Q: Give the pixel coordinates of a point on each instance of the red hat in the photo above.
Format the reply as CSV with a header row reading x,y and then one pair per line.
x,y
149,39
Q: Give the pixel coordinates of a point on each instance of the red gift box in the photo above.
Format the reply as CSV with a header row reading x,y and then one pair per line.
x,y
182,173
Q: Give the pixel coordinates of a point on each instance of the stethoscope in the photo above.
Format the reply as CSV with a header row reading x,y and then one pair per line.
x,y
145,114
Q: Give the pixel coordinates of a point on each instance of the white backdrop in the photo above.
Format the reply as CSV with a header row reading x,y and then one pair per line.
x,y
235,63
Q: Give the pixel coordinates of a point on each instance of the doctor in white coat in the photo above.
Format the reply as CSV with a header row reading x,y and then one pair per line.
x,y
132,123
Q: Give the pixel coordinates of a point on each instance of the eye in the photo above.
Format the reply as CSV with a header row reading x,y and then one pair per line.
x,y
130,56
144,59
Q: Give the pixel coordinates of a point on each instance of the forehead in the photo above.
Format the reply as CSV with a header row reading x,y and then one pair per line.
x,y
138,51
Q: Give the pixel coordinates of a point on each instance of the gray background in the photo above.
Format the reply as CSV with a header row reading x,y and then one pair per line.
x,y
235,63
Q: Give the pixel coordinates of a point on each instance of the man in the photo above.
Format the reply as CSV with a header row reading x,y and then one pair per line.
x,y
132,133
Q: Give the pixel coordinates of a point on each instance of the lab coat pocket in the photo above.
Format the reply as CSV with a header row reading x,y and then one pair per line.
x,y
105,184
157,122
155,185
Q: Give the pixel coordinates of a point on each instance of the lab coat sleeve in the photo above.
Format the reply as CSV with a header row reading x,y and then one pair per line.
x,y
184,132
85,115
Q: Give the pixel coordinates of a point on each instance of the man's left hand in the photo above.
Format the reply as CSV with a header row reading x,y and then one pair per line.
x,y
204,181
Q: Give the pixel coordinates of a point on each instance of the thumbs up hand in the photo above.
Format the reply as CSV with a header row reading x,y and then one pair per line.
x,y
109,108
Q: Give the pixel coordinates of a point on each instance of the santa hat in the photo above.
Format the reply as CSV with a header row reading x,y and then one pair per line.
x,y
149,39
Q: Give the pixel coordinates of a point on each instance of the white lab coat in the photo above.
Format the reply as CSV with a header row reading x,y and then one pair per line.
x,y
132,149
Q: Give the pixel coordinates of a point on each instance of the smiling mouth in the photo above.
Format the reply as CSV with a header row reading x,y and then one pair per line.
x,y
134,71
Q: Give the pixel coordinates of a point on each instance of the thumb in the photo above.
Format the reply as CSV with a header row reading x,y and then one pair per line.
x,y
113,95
-=-=-
# [PROBLEM REQUIREMENTS]
Write out the material exactly as given.

# [SOLUTION TO THIS PROBLEM]
Q: Give the pixel coordinates of a point on each instance of the red hat in the photo above.
Format the reply as CSV with a header row reading x,y and then one pair per line.
x,y
149,39
Q: Give the pixel coordinates of a point on each instance of the red gift box in the photo above.
Format the reply as CSV with a header row reading x,y and then one pair per line.
x,y
182,173
Q: Give the pixel coordinates of a point on each instance of the stethoscope in the photo above.
Format the reply as CSV with a header row reading x,y and then one pair per line.
x,y
145,114
Q: Give the pixel coordinates of a point on each instance of the white backdrop in the photo above.
Format the reply as CSV with a header row reading x,y and then one pair per line.
x,y
235,63
Q: Give the pixel coordinates of a point on each instance of the doctor in white coat in the photo above.
Format the reply as CSV with a header row reading x,y and then one pair per line.
x,y
132,123
Q: Give the pixel coordinates of a point on each instance of the eye in the photo above.
Format the reply as CSV with a header row reading x,y and then one pair per line.
x,y
130,56
144,59
Q: Give the pixel coordinates of a point on each instance of the forehead in the photo above.
Format the reply as CSV with a header row reading x,y and then one pair per line.
x,y
138,51
Q: Give the pixel coordinates of a point on each instance of the gray background in the photo above.
Format the reply as CSV with a header row reading x,y and then one pair per line.
x,y
235,63
Q: Give the pixel coordinates of a point on each instance of the man in the photo above.
Format the reply as CSV with a header row reading x,y and then one pair per line.
x,y
132,133
Q: Give the pixel coordinates of a point on each instance of the lab coat pocket in the photo above.
Format the reply as CSV with a header row reading x,y and then one pair per line.
x,y
105,184
157,122
155,185
Q: Give the pixel coordinates of a point on each instance of the lab coat sleeve in the photo above.
Format the reply as CSV with a header row reading x,y and then one pair per line.
x,y
184,132
85,115
Q: Give the pixel coordinates of a point on each instance of the man's left hand in the photo above.
Format the reply as CSV with a header row reading x,y and then one pair per line.
x,y
204,181
Q: Give the pixel coordinates of a point on each instance of the thumbs up hand in the photo above.
Format the reply as CSV with a header row reading x,y and then one pair per line.
x,y
109,108
Q: Give the pixel coordinates of a point on each instance of the santa hat in the photo above.
Format the reply as CSV with a header row reading x,y and then one pair per line.
x,y
149,39
Q: Give the pixel coordinates of a point on each instance of the white lab coat in the photo above.
Format the reply as CSV with a header row reading x,y and then one pair per line.
x,y
132,149
Q: Give the pixel coordinates of a point on each instance of the smiling mouth in the photo above.
Format the reply as CSV with a header row reading x,y and then one pair per line.
x,y
134,71
Q: Give the pixel coordinates of a point on each instance of the thumb in the photo above.
Format the reply as CSV with a header row reading x,y and then one pair per line.
x,y
113,95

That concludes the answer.